入力行:

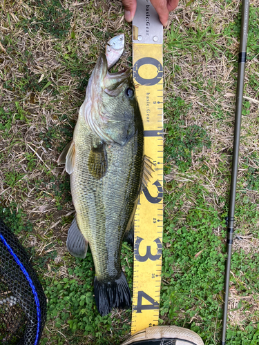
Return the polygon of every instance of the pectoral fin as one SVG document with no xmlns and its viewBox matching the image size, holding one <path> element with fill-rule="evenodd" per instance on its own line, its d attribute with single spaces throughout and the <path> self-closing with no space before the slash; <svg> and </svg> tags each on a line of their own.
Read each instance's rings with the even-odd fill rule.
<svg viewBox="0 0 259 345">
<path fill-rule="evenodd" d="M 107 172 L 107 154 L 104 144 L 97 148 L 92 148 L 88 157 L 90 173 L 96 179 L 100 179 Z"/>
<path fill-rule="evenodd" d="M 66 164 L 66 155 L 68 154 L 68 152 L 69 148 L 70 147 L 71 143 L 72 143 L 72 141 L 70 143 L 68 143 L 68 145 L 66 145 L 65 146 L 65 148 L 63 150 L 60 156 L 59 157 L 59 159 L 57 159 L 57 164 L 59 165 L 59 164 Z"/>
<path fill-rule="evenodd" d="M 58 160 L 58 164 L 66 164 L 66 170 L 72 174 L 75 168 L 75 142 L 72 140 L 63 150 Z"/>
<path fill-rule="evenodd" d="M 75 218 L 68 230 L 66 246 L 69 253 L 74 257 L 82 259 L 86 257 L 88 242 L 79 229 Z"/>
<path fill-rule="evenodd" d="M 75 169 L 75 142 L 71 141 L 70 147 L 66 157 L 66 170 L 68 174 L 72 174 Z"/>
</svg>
* * *
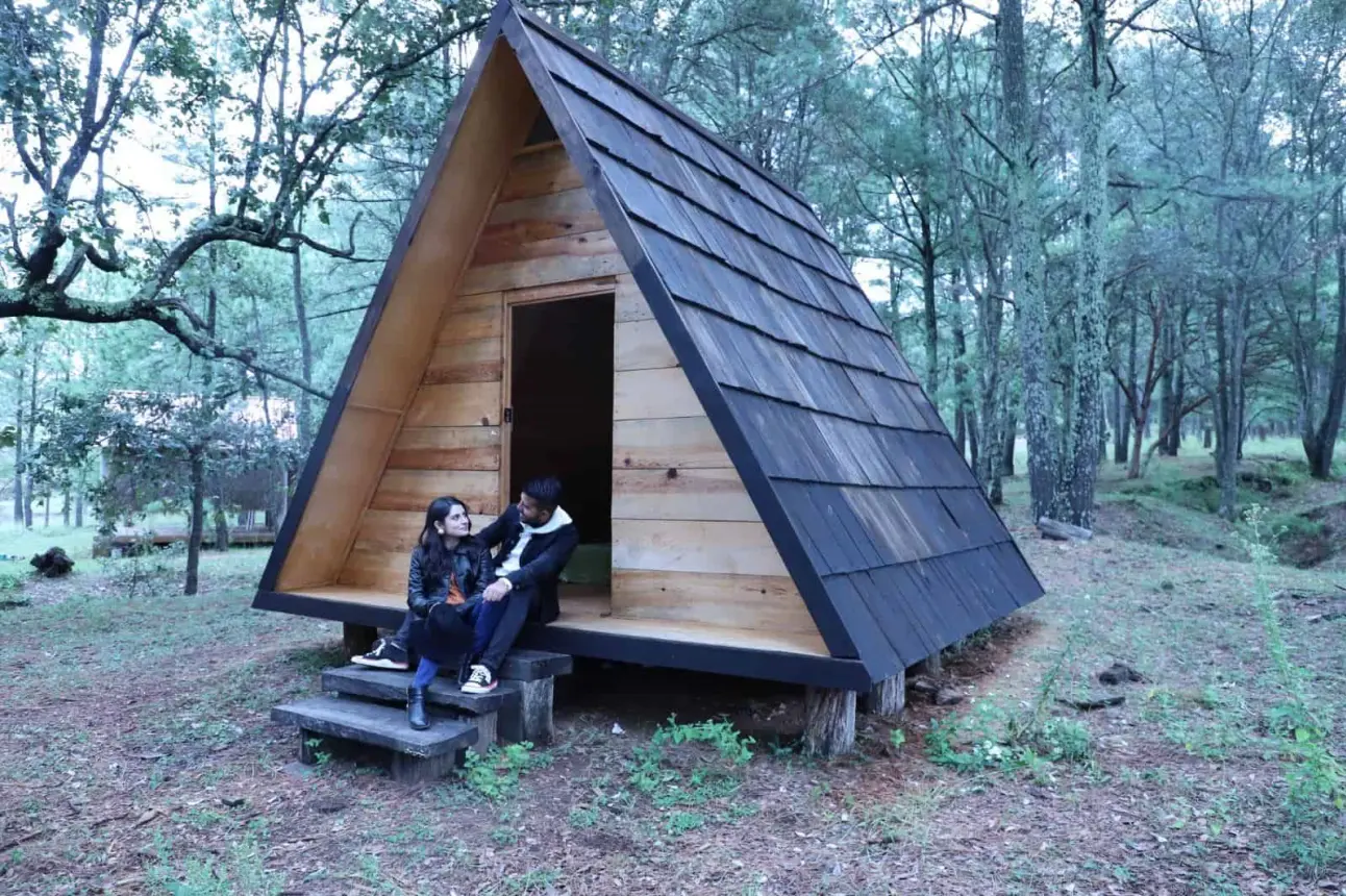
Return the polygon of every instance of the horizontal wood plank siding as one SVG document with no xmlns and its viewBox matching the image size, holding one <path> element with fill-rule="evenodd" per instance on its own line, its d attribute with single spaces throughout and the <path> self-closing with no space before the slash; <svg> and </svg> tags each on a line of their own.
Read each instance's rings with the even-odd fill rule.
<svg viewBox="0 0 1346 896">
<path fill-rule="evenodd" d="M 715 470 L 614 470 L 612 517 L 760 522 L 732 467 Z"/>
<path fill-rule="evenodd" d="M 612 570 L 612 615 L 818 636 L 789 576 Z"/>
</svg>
==
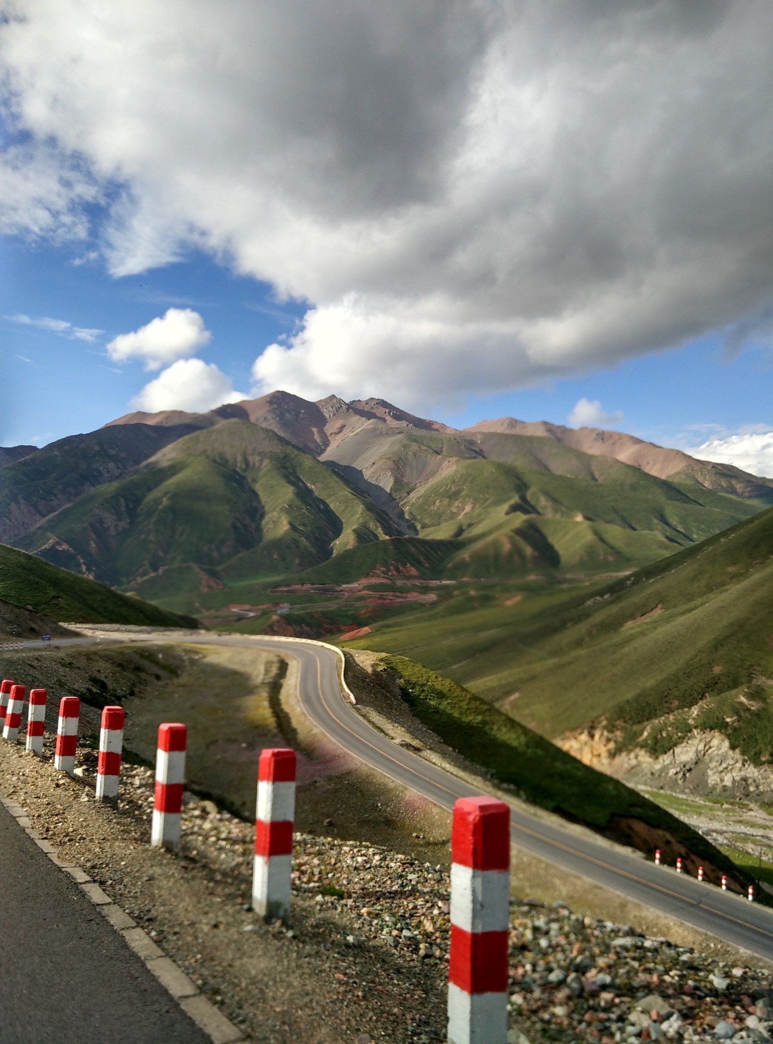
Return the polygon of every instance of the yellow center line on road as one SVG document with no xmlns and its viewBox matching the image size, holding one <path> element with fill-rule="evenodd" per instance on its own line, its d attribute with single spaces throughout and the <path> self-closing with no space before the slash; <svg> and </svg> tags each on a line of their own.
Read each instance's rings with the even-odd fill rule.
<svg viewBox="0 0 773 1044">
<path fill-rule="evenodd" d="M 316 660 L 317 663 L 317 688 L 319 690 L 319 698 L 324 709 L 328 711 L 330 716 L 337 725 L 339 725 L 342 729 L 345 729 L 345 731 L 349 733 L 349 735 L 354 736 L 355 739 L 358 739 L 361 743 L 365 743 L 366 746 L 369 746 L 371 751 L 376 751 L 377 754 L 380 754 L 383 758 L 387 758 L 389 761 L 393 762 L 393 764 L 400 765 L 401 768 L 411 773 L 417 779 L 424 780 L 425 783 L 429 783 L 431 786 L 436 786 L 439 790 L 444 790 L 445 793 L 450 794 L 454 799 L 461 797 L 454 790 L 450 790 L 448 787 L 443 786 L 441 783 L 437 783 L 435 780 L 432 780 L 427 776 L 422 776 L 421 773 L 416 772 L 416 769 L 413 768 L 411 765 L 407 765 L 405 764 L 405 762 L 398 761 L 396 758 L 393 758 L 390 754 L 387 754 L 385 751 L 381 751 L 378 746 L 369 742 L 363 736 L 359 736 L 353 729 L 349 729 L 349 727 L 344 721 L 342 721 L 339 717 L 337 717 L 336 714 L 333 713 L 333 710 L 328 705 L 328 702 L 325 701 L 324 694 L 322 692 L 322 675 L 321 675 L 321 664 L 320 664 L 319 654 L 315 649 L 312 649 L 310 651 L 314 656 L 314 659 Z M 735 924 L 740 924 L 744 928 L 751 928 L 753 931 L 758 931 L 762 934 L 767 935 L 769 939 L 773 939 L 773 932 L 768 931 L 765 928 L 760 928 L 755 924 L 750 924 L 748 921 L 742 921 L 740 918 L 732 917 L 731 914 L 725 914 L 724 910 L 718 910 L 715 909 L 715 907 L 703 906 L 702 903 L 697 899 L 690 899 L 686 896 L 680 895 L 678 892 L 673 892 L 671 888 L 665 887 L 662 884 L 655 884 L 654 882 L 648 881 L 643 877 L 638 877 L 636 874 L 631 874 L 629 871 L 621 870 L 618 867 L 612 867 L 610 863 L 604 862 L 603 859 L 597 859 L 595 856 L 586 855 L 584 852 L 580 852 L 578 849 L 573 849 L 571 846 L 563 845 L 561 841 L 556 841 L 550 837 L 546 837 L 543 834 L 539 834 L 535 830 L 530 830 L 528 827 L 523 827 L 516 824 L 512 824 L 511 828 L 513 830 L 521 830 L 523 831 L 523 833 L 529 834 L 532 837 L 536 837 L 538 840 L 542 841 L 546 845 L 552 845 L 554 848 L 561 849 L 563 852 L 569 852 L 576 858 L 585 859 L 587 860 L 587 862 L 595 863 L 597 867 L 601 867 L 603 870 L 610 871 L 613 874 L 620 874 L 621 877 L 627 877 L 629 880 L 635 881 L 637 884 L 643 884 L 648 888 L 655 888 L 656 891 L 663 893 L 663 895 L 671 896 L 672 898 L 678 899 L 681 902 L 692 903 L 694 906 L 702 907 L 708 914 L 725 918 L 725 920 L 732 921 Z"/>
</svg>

課題内容: 「Return the polygon of every instance of the pectoral」を含む行で始まり「75 218 L 68」を含む行で終わる部分だけを、「pectoral fin」を「dorsal fin」に置き換え、ほかは変えずに書き出してください。

解答:
Return the polygon of every instance of the dorsal fin as one SVG document with no xmlns and its viewBox matching the image size, holding one <path> element with fill-rule="evenodd" per instance on its own line, its d attribute with single spaces throughout and the <path> self-closing with no space before the slash; <svg> and </svg> tags each on a line of their own.
Read each instance's rings with the even-odd fill rule.
<svg viewBox="0 0 259 345">
<path fill-rule="evenodd" d="M 107 172 L 107 154 L 104 144 L 97 148 L 92 148 L 88 157 L 90 173 L 96 179 L 100 179 Z"/>
<path fill-rule="evenodd" d="M 66 164 L 66 155 L 68 154 L 68 152 L 69 148 L 70 147 L 71 143 L 72 143 L 72 141 L 70 143 L 68 143 L 68 145 L 66 145 L 65 146 L 65 148 L 63 150 L 60 156 L 59 157 L 59 159 L 57 159 L 57 164 L 59 165 L 59 164 Z"/>
<path fill-rule="evenodd" d="M 58 160 L 58 164 L 66 164 L 66 170 L 72 174 L 75 168 L 75 142 L 72 140 L 63 150 Z"/>
<path fill-rule="evenodd" d="M 75 218 L 68 230 L 66 246 L 69 253 L 74 257 L 82 259 L 86 257 L 88 242 L 79 229 Z"/>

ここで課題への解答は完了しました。